**Problème à résoudre:** Repérez dans les items ci-dessous chaque ligne qui contient la chaîne « blade », puis recopiez ces lignes.

**Lignes de données:**
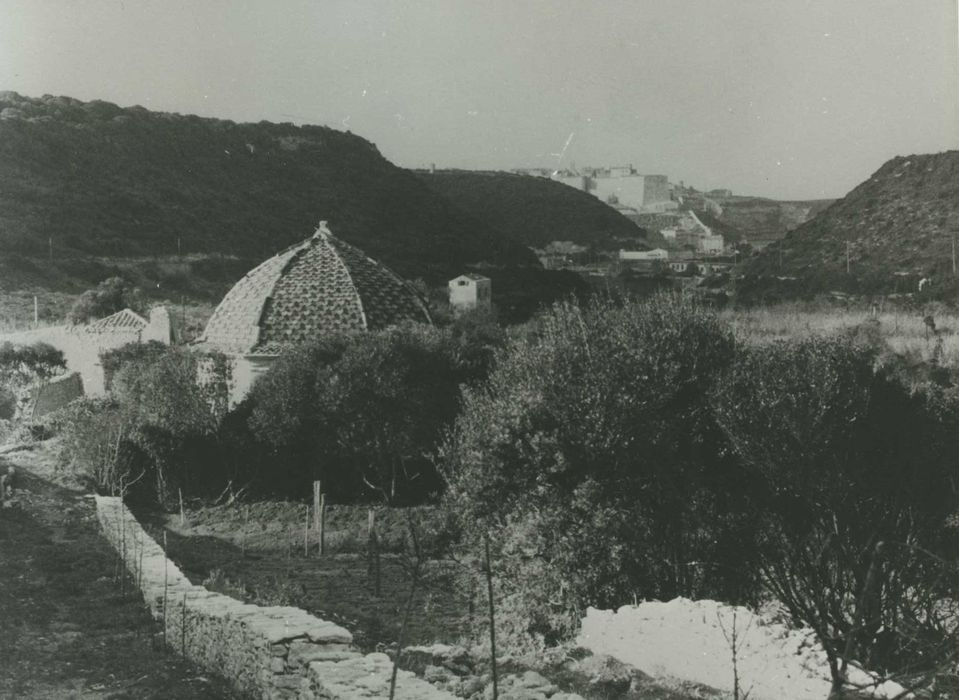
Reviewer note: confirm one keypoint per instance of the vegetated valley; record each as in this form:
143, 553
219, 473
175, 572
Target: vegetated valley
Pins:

* * *

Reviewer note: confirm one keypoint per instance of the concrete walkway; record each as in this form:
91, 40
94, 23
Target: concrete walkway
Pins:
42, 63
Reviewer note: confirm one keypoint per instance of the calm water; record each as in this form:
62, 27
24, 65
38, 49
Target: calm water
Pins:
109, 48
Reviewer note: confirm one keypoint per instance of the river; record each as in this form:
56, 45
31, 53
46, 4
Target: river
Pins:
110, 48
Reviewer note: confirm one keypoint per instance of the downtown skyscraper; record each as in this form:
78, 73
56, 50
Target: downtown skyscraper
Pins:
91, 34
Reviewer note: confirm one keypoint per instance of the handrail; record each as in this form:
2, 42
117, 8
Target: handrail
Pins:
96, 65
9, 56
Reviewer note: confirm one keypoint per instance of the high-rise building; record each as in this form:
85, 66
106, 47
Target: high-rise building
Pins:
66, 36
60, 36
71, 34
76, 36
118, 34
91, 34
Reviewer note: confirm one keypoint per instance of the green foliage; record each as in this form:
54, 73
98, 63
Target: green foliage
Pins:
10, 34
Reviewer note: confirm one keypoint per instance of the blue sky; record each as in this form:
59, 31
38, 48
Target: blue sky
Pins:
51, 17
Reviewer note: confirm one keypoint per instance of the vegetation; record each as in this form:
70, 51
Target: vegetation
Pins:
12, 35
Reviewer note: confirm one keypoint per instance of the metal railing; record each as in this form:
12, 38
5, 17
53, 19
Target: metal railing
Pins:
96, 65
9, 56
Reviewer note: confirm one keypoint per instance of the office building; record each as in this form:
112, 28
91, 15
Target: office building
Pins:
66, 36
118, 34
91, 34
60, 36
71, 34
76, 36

--

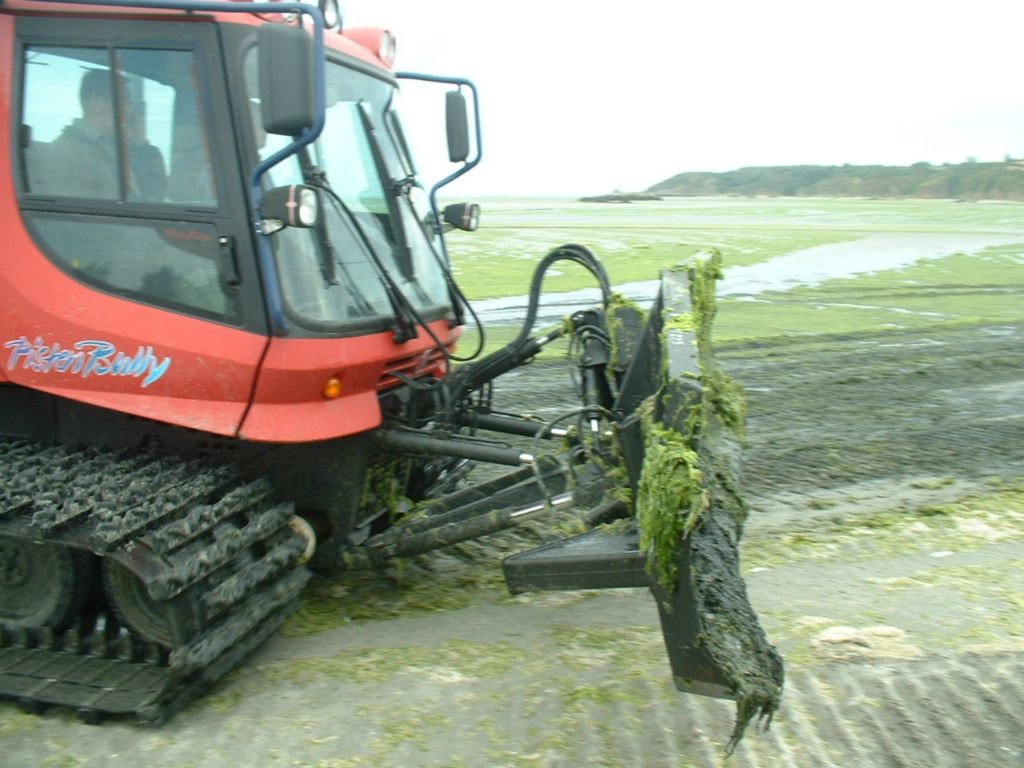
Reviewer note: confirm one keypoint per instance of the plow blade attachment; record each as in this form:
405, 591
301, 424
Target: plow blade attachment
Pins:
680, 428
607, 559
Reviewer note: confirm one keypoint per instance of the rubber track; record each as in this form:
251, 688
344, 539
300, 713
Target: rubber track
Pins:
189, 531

**Réponse proposée:**
Reviewer note: confirm one keypoint per instance of the plow blade attachment; record each as in this form:
Target: plow blade attachment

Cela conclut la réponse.